PROBLEM REQUIREMENTS – Scan the data below and state how many of its lines contain the word "grass", giving only the figure.

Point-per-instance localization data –
----
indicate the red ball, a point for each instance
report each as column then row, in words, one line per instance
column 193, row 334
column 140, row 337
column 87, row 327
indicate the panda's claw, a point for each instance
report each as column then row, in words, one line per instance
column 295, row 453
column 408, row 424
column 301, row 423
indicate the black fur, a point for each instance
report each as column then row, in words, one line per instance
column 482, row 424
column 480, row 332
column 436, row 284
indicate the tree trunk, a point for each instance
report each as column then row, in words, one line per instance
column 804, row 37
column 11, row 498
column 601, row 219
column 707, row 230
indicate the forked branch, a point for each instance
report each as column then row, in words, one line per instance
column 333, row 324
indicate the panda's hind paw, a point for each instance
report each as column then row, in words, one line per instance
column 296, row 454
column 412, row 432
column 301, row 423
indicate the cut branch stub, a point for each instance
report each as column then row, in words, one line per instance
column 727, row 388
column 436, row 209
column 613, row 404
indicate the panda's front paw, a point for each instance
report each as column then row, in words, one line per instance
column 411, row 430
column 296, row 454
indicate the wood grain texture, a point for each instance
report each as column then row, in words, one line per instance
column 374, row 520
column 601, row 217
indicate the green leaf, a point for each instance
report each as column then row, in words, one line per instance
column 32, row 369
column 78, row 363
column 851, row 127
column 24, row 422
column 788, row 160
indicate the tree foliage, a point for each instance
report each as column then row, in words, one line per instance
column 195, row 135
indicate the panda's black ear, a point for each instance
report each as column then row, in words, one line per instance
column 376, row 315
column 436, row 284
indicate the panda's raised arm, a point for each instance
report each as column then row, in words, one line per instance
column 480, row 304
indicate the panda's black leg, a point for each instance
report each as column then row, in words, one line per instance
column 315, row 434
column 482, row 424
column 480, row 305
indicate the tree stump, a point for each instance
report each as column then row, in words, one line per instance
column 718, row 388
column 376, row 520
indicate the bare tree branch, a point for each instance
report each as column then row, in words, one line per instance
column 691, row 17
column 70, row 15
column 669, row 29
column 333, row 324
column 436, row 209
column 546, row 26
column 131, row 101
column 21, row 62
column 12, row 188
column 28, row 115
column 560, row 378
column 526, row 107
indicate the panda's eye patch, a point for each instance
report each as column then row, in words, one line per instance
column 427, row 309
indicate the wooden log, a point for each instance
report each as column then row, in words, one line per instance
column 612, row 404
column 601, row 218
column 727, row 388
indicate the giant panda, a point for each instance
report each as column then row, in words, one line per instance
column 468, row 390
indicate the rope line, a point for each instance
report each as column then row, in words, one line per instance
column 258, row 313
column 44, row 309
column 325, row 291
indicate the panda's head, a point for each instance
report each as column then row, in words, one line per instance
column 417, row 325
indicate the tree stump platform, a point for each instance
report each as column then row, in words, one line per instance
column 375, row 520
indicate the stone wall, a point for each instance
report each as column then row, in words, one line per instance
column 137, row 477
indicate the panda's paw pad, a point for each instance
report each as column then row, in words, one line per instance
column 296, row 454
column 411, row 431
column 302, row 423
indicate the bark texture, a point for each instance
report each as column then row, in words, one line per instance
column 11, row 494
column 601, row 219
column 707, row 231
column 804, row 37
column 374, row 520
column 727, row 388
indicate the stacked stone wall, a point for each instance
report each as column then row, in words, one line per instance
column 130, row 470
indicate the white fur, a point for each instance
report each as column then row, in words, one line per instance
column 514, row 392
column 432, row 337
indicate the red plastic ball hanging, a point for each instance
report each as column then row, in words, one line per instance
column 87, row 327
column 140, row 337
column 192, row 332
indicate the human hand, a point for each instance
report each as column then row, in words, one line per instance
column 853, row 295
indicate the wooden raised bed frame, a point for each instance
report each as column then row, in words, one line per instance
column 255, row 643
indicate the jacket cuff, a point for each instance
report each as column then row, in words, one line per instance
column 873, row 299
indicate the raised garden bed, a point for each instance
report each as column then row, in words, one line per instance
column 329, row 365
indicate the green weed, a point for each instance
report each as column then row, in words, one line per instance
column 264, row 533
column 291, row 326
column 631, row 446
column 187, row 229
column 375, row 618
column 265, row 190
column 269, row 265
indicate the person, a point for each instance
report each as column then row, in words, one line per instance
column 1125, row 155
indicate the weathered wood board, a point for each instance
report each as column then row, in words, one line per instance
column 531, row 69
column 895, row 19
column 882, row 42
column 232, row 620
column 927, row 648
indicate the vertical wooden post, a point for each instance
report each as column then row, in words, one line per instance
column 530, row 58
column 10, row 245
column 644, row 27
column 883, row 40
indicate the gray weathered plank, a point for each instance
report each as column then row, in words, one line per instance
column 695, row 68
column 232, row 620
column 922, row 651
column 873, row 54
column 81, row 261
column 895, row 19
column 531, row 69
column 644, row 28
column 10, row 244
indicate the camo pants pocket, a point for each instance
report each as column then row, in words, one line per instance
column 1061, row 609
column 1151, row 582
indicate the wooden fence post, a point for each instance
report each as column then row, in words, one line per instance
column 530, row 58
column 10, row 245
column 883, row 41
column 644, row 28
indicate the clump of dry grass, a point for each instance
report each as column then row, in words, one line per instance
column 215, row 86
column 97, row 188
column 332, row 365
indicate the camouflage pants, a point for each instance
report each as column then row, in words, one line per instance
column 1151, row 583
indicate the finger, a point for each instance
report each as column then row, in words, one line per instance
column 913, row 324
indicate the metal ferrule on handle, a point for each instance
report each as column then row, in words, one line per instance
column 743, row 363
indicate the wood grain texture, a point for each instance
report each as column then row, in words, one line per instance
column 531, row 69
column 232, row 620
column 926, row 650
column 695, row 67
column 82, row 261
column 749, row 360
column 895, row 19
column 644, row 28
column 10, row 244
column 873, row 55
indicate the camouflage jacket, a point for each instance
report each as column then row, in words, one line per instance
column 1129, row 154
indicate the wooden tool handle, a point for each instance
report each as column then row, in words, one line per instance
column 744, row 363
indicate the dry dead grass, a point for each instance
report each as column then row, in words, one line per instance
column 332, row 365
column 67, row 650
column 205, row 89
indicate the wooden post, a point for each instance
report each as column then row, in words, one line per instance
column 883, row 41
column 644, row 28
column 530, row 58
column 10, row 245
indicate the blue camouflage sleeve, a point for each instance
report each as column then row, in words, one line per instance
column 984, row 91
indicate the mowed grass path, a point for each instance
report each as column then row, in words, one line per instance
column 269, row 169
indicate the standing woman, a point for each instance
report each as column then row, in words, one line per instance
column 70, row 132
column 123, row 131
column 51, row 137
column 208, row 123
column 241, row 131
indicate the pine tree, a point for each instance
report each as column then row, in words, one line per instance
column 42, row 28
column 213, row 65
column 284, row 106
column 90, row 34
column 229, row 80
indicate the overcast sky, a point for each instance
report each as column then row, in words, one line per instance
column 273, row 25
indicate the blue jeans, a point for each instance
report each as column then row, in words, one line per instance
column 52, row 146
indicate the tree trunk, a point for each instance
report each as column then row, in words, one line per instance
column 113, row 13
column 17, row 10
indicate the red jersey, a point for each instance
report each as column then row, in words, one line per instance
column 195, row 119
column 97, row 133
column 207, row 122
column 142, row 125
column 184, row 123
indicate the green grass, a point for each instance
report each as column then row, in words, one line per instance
----
OUTPUT FOR THIS EXERCISE – 4